_WHAT TO WORK ON:_
• A. Rewrite the part of the lipid genetics text that opens with the words containing "They found an" and closes with "coronary heart disease.", swapping "risk score" for "genetic score" throughout.
• B. Write what comes next in the text on lipid genetic variants and cardiovascular disease, starting after its last sentence.

_TEXT:_
----

The researchers used risk scores from these genetic variants to test the hypothesis that their cumulative effects were associated with cardiovascular disease. For this purpose they used genetic data from more than 8000 individuals from the population-based Rotterdam Study and more than 2000 individuals participating in the Dutch family-based Erasmus Rucphen Family study.
They found an association between the LDL risk score and arterial wall thickness, and a strong association of this risk score with carotid plaque. These conditions can cause arterial blockage which leads to stroke. The same risk score was also associated with coronary heart disease.
“Our findings show that an accumulation of common genetic variants with small effects on lipid levels can have a significant effect on clinical and sub-clinical outcomes”, said Dr. Aaron Isaacs, who led the project. “In the future, as our knowledge of genetic variation increases, effective pre-clinical genetic screening tools may be able to enhance the prediction and prevention of diseases such as cardiovascular disease.”

----

_DATA EXTRACT:_

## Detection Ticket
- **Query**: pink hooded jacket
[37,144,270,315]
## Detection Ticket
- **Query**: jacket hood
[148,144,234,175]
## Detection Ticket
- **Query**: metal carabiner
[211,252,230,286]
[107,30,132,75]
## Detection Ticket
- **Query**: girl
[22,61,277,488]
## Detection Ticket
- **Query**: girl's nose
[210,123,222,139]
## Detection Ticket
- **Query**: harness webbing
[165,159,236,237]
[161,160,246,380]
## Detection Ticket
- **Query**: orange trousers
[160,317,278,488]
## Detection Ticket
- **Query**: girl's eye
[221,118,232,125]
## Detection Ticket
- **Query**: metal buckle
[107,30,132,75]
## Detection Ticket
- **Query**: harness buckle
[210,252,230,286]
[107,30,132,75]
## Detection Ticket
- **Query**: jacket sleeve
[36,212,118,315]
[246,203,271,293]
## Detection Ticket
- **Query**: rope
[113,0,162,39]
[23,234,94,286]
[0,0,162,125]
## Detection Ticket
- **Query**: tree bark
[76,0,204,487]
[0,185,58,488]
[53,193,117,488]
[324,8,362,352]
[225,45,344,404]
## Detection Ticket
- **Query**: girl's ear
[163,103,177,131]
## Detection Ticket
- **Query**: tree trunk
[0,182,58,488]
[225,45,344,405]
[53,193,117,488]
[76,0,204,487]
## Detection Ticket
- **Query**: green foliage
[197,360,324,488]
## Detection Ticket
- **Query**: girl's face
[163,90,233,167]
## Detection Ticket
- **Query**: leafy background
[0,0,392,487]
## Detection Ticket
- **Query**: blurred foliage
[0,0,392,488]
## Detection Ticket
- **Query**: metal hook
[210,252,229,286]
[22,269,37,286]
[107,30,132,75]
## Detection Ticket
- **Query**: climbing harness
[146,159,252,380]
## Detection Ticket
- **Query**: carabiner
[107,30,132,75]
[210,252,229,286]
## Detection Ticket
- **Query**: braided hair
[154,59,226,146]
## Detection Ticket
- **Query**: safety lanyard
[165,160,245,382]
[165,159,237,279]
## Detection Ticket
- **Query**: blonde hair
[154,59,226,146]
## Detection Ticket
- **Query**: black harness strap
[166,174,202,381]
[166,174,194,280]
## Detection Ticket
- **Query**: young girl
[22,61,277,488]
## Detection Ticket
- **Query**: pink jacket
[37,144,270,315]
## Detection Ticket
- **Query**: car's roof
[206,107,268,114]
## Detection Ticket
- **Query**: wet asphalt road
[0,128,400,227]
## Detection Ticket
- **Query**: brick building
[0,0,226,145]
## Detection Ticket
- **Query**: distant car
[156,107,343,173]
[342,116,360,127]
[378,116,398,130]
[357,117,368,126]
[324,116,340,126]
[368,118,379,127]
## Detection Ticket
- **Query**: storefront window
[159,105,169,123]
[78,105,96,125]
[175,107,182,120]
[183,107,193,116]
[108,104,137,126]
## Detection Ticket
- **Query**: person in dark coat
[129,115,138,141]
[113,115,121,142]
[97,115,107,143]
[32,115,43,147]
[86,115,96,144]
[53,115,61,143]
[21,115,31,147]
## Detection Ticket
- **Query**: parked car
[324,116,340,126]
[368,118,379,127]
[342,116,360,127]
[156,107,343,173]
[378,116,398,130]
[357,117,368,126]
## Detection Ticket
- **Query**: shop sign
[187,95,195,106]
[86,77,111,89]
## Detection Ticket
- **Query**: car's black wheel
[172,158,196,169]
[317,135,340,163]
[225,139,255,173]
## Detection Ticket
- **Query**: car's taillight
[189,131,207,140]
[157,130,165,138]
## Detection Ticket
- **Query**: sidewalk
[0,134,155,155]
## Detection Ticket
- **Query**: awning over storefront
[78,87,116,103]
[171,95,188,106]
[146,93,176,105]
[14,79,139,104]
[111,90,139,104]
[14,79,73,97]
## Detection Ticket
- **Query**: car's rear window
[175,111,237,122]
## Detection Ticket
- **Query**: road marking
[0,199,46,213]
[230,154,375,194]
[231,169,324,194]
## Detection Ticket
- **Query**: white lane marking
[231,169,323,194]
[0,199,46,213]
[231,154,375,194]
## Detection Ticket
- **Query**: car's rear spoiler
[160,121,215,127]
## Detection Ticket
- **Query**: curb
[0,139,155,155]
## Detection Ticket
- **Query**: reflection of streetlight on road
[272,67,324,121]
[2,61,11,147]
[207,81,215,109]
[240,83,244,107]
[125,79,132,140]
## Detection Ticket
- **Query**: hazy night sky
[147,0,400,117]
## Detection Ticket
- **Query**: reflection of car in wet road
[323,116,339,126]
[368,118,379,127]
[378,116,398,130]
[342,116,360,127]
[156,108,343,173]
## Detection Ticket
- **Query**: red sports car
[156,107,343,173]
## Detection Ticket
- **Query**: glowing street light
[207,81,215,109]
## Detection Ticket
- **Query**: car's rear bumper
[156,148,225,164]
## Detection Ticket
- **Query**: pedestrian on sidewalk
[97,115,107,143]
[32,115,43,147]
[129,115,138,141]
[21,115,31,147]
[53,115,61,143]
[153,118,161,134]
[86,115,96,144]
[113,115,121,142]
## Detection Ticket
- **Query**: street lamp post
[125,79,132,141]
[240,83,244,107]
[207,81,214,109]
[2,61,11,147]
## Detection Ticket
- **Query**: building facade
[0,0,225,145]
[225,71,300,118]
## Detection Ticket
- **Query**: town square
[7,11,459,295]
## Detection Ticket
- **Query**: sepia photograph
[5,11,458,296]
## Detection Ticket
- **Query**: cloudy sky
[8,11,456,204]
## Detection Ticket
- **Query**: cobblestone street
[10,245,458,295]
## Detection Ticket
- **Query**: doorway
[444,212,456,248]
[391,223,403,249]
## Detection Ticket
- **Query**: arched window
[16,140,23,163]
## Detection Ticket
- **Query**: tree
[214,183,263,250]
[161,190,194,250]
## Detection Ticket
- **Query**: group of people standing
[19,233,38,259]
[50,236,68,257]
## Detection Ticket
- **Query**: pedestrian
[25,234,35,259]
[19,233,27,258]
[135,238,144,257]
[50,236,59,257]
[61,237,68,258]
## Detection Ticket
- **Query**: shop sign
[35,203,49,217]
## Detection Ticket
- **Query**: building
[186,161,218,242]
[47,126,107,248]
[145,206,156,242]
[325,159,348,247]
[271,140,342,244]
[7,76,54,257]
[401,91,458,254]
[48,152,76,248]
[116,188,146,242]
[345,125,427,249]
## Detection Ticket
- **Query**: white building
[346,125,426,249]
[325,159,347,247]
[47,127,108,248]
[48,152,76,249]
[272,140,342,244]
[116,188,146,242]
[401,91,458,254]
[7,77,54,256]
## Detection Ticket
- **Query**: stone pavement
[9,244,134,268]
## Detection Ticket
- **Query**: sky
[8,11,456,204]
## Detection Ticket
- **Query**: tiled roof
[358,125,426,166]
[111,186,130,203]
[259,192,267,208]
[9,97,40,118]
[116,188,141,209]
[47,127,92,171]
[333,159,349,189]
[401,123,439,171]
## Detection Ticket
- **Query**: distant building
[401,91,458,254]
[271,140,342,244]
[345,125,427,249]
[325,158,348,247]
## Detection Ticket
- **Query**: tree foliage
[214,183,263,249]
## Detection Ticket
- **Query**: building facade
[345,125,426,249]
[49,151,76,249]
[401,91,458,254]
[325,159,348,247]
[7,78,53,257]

----

_RESPONSES IN ORDER:_
• A.
They found an association between the LDL genetic score and arterial wall thickness, and a strong association of this genetic score with carotid plaque. These conditions can cause arterial blockage which leads to stroke. The same genetic score was also associated with coronary heart disease.

• B.
New genetic variants influencing lipid levels are being identified all the time, the researchers say. “As new variants are discovered, we would like to be able to continue to test them, both singly and combined, for association with cardiovascular disease. The cost of these diseases to individuals, families, society and healthcare systems is immense”, said Dr. Willems.
“Cardiovascular disease is the main cause of death in Europe, killing over 4 million people per year. It also represents 23% of the total disease burden (illness and death) across the continent. Managing cholesterol levels is important for prevention. This can be done early in life by effective treatment. We hope that our study, showing that common genetic variants play an important role in the occurrence of cardiovascular disease, marks a starting point for early prediction and prevention and may thus reduce the burden of disease,” she concluded.
Traditional clinical risk factors can predict diabetes and heart disease already, but adding genetic tools to the mix could be useful, particularly in determining how aggressively to approach prevention in patients considered intermediate risk by conventional measures, commented Donna Arnett, PhD, MSPH, of the University of Alabama at Birmingham School of Public Health, and a spokesperson for the American Heart Association.
The cost of genetic testing could be a hurdle for clinical application, though, until ways are found to make it more affordable, she noted in an interview, adding lipodemic profiling is still in its infancy and more information is needed on how measures like dihydroceramide might measure up against clinical factors like waist circumference.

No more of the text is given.